Task prompt:
Restate each line of the listing exactly, without carrying over any pictures.

Material for this exercise:
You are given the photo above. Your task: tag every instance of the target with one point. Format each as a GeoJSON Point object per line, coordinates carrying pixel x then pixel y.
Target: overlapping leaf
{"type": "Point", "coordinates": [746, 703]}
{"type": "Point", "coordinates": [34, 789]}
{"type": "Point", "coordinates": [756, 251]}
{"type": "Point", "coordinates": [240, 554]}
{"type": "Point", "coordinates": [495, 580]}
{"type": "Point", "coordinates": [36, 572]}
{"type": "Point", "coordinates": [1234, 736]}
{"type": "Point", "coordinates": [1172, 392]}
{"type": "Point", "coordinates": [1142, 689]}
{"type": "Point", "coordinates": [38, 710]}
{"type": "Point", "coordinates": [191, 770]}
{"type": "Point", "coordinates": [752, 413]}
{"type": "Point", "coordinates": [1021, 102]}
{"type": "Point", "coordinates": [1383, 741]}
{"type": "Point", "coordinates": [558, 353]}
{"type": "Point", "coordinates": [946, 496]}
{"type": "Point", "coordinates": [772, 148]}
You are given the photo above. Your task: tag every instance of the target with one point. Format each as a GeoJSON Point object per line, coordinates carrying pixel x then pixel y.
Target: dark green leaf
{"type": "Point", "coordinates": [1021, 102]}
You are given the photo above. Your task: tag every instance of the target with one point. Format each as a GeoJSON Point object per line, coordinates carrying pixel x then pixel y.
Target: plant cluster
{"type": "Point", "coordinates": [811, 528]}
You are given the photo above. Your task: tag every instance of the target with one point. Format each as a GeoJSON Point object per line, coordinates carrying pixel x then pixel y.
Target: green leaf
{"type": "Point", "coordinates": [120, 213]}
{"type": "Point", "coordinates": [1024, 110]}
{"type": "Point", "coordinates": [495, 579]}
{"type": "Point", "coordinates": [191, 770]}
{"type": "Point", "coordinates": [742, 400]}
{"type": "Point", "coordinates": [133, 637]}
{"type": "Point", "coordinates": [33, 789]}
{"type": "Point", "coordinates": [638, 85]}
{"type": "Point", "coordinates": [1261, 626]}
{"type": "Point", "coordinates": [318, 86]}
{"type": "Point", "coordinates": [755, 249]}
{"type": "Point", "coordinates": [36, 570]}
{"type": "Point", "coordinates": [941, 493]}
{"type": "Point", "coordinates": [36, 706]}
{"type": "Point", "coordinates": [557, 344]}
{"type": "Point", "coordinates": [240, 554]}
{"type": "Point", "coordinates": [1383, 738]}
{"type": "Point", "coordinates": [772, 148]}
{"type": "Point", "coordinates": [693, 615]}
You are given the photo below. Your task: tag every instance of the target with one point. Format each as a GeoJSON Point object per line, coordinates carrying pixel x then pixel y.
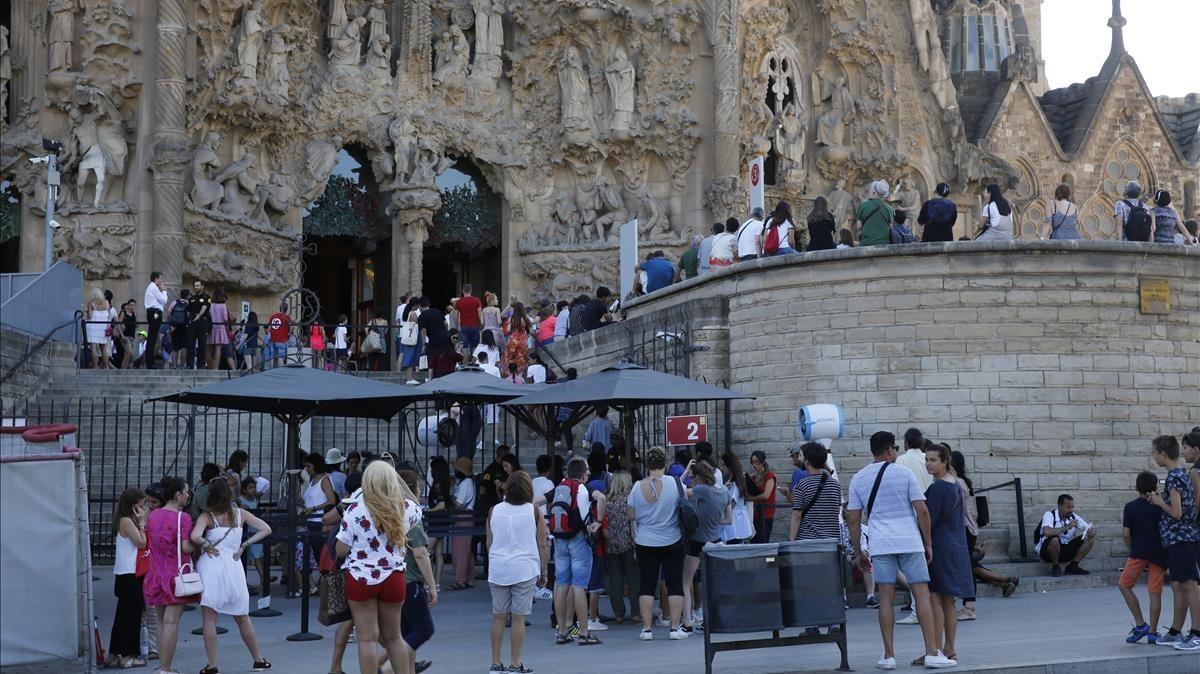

Reply:
You are given the photo above. Your task: tag every instance of the target with one point. Format each as a GeoJSON Point object per line, coordinates carrying pixel x then pixel y.
Target: overlapping leaf
{"type": "Point", "coordinates": [746, 703]}
{"type": "Point", "coordinates": [34, 789]}
{"type": "Point", "coordinates": [756, 251]}
{"type": "Point", "coordinates": [240, 554]}
{"type": "Point", "coordinates": [495, 580]}
{"type": "Point", "coordinates": [36, 572]}
{"type": "Point", "coordinates": [1234, 736]}
{"type": "Point", "coordinates": [1172, 392]}
{"type": "Point", "coordinates": [1142, 689]}
{"type": "Point", "coordinates": [38, 710]}
{"type": "Point", "coordinates": [191, 770]}
{"type": "Point", "coordinates": [752, 413]}
{"type": "Point", "coordinates": [1021, 102]}
{"type": "Point", "coordinates": [1383, 741]}
{"type": "Point", "coordinates": [558, 353]}
{"type": "Point", "coordinates": [946, 496]}
{"type": "Point", "coordinates": [772, 148]}
You are given the photo above. Your task: tag every instance of the target with one point. Format each as a GeoJSON Point object per line, coordinates carrying pixel x then pixel y.
Target: dark green leaf
{"type": "Point", "coordinates": [1021, 102]}
You are given the photo above. Your task: tag every instance of the target with one point. Format each as a GeoJSON Point object per line, coordinates carrying pixel x then pixel y.
Target: plant cluster
{"type": "Point", "coordinates": [811, 528]}
You are given the photo above. Your task: tag every instance of the target with one point. Format each as a GeoJSON Point object per line, coordinates carrying pixel x then pixel y.
Target: green leaf
{"type": "Point", "coordinates": [120, 213]}
{"type": "Point", "coordinates": [1024, 110]}
{"type": "Point", "coordinates": [495, 579]}
{"type": "Point", "coordinates": [191, 770]}
{"type": "Point", "coordinates": [742, 400]}
{"type": "Point", "coordinates": [133, 637]}
{"type": "Point", "coordinates": [33, 789]}
{"type": "Point", "coordinates": [638, 85]}
{"type": "Point", "coordinates": [1261, 626]}
{"type": "Point", "coordinates": [318, 86]}
{"type": "Point", "coordinates": [755, 249]}
{"type": "Point", "coordinates": [36, 570]}
{"type": "Point", "coordinates": [941, 493]}
{"type": "Point", "coordinates": [36, 706]}
{"type": "Point", "coordinates": [557, 344]}
{"type": "Point", "coordinates": [240, 554]}
{"type": "Point", "coordinates": [1383, 738]}
{"type": "Point", "coordinates": [772, 148]}
{"type": "Point", "coordinates": [693, 615]}
You are given the photo below. Your task: tag every instance of the target with one point. Format each as a GeoJSON Point object per line, coordinates carrying pixel x then pixel y.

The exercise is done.